─── Entries shown

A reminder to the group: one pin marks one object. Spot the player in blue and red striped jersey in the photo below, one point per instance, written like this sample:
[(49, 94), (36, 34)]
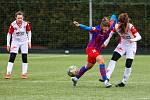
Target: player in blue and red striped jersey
[(99, 34)]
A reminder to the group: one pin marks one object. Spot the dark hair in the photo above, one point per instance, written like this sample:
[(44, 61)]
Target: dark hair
[(105, 22), (19, 13), (124, 19)]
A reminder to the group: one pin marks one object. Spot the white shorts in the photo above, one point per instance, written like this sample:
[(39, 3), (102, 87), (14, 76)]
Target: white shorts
[(16, 45), (128, 49)]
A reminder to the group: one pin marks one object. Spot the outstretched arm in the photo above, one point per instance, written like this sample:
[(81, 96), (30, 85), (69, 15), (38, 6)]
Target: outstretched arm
[(137, 37), (84, 27)]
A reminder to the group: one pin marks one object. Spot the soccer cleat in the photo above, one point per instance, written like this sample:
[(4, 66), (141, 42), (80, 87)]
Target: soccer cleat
[(24, 76), (107, 84), (7, 76), (121, 84), (101, 80), (74, 80)]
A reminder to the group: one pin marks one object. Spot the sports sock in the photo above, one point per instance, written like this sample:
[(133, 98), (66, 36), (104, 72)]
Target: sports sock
[(9, 67), (24, 68), (103, 71), (81, 72), (110, 68), (127, 73)]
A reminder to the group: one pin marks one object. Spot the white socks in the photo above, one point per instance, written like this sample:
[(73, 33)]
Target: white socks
[(24, 68), (9, 67), (127, 73), (110, 68)]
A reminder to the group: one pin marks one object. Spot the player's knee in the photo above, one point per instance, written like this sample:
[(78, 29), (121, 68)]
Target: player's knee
[(24, 58), (12, 57), (115, 56), (100, 60), (129, 63)]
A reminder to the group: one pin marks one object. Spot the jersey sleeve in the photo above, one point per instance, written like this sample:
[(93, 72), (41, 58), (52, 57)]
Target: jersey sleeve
[(11, 29), (133, 30), (28, 28)]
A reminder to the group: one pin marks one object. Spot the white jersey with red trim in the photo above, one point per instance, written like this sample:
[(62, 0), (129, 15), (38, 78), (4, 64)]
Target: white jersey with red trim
[(19, 33), (130, 33)]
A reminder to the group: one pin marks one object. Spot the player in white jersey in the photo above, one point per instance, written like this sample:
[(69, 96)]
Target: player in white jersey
[(18, 37), (127, 46)]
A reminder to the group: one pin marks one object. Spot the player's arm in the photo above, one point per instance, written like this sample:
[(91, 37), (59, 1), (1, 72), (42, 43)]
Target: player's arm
[(84, 27), (108, 39), (113, 21), (10, 31), (28, 29), (136, 34)]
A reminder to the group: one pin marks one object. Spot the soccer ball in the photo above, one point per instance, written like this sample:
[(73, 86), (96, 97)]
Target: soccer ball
[(72, 71)]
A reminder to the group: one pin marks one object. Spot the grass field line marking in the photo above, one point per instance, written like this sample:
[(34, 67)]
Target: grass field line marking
[(52, 81), (54, 56)]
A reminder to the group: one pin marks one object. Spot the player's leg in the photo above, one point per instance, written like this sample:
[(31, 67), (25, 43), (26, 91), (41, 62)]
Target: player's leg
[(102, 69), (24, 51), (112, 63), (90, 63), (82, 70), (10, 65), (118, 52), (13, 52)]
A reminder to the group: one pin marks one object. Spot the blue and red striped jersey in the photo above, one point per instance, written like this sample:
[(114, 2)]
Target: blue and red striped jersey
[(98, 37)]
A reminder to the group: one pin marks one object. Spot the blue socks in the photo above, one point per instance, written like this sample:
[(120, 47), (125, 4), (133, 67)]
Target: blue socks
[(103, 71)]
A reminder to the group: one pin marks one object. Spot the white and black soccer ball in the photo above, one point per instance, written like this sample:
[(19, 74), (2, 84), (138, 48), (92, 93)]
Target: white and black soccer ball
[(72, 71)]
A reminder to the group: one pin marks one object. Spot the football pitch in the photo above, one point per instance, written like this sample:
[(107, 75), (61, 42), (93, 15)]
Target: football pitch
[(48, 79)]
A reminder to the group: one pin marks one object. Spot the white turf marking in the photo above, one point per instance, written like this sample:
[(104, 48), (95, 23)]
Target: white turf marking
[(51, 81)]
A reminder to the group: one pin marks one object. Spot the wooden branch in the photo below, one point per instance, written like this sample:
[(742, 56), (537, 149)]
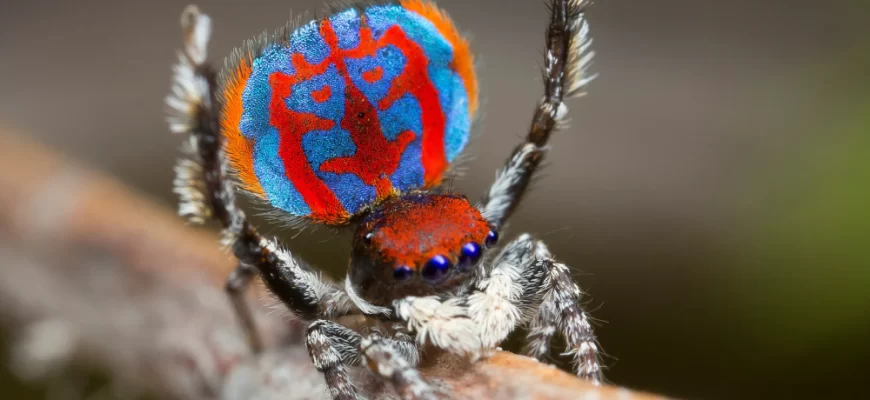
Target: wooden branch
[(93, 274)]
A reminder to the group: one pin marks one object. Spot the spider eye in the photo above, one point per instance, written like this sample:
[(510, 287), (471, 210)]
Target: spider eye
[(403, 273), (436, 268), (491, 238), (469, 256)]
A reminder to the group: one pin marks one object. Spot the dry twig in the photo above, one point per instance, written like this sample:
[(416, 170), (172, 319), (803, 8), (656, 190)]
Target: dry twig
[(95, 275)]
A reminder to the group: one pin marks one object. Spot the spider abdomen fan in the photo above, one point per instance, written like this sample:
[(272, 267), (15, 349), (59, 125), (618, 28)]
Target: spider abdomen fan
[(328, 120)]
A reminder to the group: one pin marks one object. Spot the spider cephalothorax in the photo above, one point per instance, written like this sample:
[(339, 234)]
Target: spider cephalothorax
[(418, 244), (355, 118)]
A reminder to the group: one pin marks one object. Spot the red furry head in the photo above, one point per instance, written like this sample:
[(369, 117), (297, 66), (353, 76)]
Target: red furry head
[(419, 242)]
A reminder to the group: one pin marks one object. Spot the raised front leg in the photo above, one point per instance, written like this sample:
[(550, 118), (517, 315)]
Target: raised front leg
[(561, 311), (206, 190), (333, 347), (565, 76), (526, 286)]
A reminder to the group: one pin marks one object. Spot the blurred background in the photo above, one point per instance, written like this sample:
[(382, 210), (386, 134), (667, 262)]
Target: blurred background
[(712, 192)]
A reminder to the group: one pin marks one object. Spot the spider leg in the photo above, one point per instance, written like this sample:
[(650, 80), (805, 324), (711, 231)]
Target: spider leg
[(565, 76), (395, 360), (561, 311), (333, 347), (207, 191), (236, 284), (443, 322), (527, 286)]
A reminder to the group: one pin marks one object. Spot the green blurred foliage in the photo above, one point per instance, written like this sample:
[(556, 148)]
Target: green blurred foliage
[(803, 268)]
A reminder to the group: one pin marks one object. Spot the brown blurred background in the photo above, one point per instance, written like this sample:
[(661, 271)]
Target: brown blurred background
[(712, 192)]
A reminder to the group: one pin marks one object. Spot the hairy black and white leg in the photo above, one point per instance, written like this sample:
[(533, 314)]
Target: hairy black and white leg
[(332, 348), (236, 286), (396, 361), (561, 310), (508, 295), (207, 191), (526, 286), (565, 76)]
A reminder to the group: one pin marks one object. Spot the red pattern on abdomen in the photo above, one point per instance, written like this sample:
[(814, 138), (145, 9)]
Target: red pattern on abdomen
[(376, 158)]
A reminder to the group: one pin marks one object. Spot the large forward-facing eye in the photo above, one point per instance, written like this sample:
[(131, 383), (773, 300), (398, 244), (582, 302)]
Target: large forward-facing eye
[(436, 268), (469, 255), (403, 273)]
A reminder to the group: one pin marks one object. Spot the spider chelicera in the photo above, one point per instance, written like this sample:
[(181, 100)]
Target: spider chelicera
[(353, 120)]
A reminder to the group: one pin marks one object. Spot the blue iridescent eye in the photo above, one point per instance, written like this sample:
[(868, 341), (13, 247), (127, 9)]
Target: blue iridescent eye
[(469, 256), (436, 268), (491, 238), (403, 273)]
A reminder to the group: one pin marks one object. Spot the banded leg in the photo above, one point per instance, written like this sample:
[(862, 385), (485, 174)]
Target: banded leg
[(561, 310), (332, 347), (525, 284), (509, 294), (206, 190), (565, 76), (236, 286)]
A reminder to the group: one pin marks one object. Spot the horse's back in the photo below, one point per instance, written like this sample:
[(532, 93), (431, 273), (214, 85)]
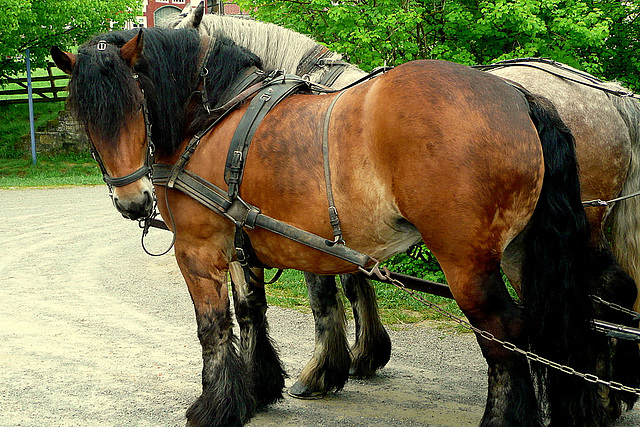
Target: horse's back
[(451, 146), (602, 138)]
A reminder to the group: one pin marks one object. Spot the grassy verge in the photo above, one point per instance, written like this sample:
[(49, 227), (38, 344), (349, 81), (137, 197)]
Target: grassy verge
[(396, 306), (15, 124), (51, 171)]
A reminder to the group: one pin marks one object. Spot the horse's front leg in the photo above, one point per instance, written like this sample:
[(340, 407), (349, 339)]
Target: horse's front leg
[(372, 347), (256, 347), (328, 369), (227, 390)]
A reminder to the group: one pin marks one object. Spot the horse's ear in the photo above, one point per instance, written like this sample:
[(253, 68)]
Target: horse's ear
[(198, 14), (64, 60), (132, 49)]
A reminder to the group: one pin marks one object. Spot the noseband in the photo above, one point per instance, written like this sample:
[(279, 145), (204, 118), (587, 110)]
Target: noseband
[(145, 170)]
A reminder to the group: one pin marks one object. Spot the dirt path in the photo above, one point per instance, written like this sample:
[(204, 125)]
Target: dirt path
[(94, 332)]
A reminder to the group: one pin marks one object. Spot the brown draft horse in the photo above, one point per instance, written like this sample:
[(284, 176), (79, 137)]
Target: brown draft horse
[(431, 150), (333, 360), (604, 125)]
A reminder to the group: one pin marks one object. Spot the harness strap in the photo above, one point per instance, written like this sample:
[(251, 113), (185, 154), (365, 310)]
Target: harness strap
[(334, 220), (217, 200), (261, 104), (589, 80), (317, 58), (310, 60)]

──────

* _Goal_
Please write out the entries starting at the line containing "Spot the dry" and ending at the line containing "[(418, 244), (355, 118)]", including both of those lines.

* _Final answer_
A reminder to the group: one pin marks one object. Spot the dry twig in the photo above, one point per instance, written like this sample:
[(416, 170), (172, 319), (803, 8), (656, 190)]
Target: dry twig
[(95, 275)]
A reminder to the group: one pin marks one object. Spot the spider abdomen fan in the photo above, one point per instance, written like this sample:
[(272, 267), (15, 349), (59, 125), (618, 28)]
Target: spider abdomen fan
[(328, 120)]
A reminder to the group: one pin marks one object. Spot the spider cephalothorax in the photo above, one point per instance, written like this sample:
[(339, 234)]
Target: spider cephalothorax
[(418, 244), (355, 118)]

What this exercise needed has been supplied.